- ACTIVITY
Locate every line in the records below that holds the word "drainpipe" and return each one.

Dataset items
-*-*-
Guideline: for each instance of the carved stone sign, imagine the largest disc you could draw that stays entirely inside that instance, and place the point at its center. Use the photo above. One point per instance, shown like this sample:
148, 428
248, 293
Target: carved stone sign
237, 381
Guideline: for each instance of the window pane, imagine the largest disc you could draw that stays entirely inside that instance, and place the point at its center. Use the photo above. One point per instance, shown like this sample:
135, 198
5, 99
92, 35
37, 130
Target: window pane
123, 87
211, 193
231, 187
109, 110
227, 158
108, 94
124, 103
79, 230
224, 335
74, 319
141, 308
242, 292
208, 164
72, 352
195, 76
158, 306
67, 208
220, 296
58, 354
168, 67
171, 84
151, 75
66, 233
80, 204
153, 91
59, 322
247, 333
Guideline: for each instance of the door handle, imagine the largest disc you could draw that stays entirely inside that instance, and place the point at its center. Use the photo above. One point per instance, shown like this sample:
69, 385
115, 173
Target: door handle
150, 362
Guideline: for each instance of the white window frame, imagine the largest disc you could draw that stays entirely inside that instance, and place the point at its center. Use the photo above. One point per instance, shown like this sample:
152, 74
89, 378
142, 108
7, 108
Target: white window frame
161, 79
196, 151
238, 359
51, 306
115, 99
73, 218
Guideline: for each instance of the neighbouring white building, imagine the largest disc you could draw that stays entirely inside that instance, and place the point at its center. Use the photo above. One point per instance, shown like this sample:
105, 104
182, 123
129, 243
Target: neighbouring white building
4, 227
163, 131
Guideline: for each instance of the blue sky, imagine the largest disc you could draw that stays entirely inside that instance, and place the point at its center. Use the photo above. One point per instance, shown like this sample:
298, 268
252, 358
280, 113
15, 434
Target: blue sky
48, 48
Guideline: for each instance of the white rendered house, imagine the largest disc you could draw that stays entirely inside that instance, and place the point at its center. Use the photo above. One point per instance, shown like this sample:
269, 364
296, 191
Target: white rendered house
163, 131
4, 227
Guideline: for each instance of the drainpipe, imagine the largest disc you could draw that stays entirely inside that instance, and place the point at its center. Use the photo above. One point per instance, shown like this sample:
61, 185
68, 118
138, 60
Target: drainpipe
-*-*-
- RESPONSE TO THIS TASK
Guideline: for each instance of the drainpipe, imagine the largest disc you could draw that stays entirely inside that instance, and place the point at its center. Use the photo above. One point per instance, shown like this sample:
Target: drainpipe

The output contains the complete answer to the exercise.